Directions - Down to the final line, write out the data below exactly.

Excerpted data -
+---+

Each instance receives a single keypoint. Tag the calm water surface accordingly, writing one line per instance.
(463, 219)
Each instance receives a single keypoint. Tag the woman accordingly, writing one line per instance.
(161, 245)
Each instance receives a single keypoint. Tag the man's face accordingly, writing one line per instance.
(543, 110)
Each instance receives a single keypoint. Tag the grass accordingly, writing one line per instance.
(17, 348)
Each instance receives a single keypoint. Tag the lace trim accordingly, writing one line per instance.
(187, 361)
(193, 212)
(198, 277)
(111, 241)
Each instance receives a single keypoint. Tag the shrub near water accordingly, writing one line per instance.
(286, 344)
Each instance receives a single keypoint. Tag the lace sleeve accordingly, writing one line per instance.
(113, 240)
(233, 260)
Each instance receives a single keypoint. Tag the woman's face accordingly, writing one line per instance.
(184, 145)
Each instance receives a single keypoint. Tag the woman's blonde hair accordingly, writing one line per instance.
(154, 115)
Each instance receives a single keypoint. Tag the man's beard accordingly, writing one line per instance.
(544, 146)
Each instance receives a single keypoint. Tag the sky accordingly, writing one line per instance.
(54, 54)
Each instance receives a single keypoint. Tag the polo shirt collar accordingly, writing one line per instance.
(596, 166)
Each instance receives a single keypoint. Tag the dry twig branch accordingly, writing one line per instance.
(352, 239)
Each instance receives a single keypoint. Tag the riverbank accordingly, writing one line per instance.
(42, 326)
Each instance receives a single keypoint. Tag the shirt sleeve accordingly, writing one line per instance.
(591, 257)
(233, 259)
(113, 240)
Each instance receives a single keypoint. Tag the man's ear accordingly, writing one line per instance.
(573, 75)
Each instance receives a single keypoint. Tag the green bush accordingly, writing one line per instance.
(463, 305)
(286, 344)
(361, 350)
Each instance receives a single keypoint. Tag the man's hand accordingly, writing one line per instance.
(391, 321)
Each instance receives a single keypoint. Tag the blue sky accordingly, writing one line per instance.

+---+

Reply to the task -
Each instance receives a single keypoint. Tag the calm water surface accordingly, writing one line per instance.
(463, 219)
Each instance receives a single keypoint. Tag the woman accordingly, writing one line per instance.
(161, 245)
Each instance receives a single keypoint. Tag the man's face accordingly, writing one line per instance.
(543, 110)
Each instance receives a single keypoint. Tag the grass accordingly, writing one line per instance.
(17, 348)
Each instance receives a single keypoint. Tag the lace trim accordingly, writing one line per instance.
(187, 361)
(193, 212)
(198, 277)
(111, 241)
Each instance receives a single keypoint. Tag the shrub near water accordingly, writing one line per instance.
(286, 344)
Each instance receives a single keypoint. Tag the lace sleeve accordingly, writing one line per instance.
(113, 240)
(233, 260)
Each instance receives a single keypoint. Tag the woman's face accordingly, writing one line per instance.
(184, 145)
Each instance receives a single keypoint. Tag the woman's blonde hair accordingly, writing one line per instance.
(154, 115)
Each instance receives a single keypoint. Tag the man's beard accordingly, writing one line per instance.
(544, 146)
Each instance receives a single keypoint. Tag the sky accordingly, writing one line per instance.
(54, 54)
Each instance receives a single keypoint. Tag the polo shirt collar accordingly, writing one line per instance.
(596, 166)
Each instance receives a single keypoint. Tag the dry twig branch accordingly, writing one line per instance.
(352, 239)
Each instance receives a single keypoint. Tag the riverbank accordingly, writing one line per instance.
(42, 326)
Each instance receives a single keypoint. Tag the shirt sleeve accordingly, writing one line per instance.
(591, 257)
(233, 259)
(113, 240)
Each instance receives a single keypoint. Tag the man's ear accordingly, writing one line per instance.
(573, 75)
Each instance receives a single keypoint. Tag the green bush accordingly, writing one line per instance.
(463, 305)
(286, 344)
(361, 350)
Each instance receives a single keypoint. Tag the man's hand accordingly, writing one line per instance.
(391, 321)
Each instance receives a single keypoint. Tag the blue sky accordingly, writing one line per instance.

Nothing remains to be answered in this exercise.